### What the task requires
The data below should be copied over with complete accuracy.

====

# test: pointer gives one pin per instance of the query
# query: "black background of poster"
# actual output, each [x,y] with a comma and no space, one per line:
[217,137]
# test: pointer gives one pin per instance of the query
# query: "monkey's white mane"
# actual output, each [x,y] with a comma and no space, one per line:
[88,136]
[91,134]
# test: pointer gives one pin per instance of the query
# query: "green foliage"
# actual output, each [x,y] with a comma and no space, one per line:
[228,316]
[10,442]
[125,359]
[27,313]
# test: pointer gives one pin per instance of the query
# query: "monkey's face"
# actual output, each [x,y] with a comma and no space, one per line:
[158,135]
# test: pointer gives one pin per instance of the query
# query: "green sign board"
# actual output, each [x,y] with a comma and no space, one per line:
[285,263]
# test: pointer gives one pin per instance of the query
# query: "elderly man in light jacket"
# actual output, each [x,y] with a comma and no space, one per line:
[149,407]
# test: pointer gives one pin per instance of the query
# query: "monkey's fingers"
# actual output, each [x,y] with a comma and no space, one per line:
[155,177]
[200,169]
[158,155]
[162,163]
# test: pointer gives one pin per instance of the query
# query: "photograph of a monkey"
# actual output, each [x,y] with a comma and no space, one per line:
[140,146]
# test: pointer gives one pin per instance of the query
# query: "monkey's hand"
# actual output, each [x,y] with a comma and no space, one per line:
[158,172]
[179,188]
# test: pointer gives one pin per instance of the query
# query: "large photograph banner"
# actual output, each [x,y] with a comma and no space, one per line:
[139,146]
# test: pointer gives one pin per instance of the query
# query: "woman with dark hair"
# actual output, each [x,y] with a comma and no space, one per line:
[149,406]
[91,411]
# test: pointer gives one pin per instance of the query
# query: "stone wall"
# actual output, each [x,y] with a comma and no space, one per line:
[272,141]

====

### Output for this task
# test: pointer gives one pin per instance of the query
# query: "black background of poster"
# actual output, each [x,y] with a comma and no space, one per line:
[217,137]
# test: pointer gives one pin per instance of the query
# query: "monkey's white mane"
# actual output, each [x,y] with a comma and no space, one per line:
[88,136]
[91,134]
# test: pointer gives one pin per instance of the query
# query: "green foliage"
# actual output, each [x,y] with a comma and no space, one per line:
[228,316]
[10,442]
[125,359]
[27,313]
# test: pointer gives one pin per instance of the query
# query: "monkey's face"
# actual output, each [x,y] with a comma and no space, one per line:
[158,135]
# test: pointer gives one pin per instance of the query
# query: "green sign board"
# actual output, each [x,y] with a comma and no space, one per line:
[285,263]
# test: pointer gives one pin per instance of the query
# query: "elderly man in light jacket"
# actual output, each [x,y] with a comma and no space, one per line:
[149,407]
# test: pointer gives one pin per instance of the query
# query: "monkey's fingers"
# actual output, each [x,y] with a comma and no space, one per line:
[155,177]
[200,169]
[158,155]
[162,163]
# test: pointer gives one pin per instance of the query
# query: "photograph of a monkey"
# actual output, each [x,y] with a comma and no space, one per line:
[140,146]
# test: pointer gives one pin per instance of the query
# query: "monkey's hand"
# actual output, each [x,y] with a comma and no space, one per line:
[158,172]
[179,188]
# test: pointer gives one pin per instance of the query
# query: "large photograph banner"
# actual output, each [x,y] with a comma and no space, one per line:
[139,146]
# test: pointer gives one pin per instance of the query
# query: "woman with dark hair"
# actual output, each [x,y] with a comma and no space, one per line:
[149,406]
[91,411]
# test: pointer gives one pin per instance of the query
# query: "stone wall"
# actual output, each [x,y] with a comma and no space, one per line:
[272,141]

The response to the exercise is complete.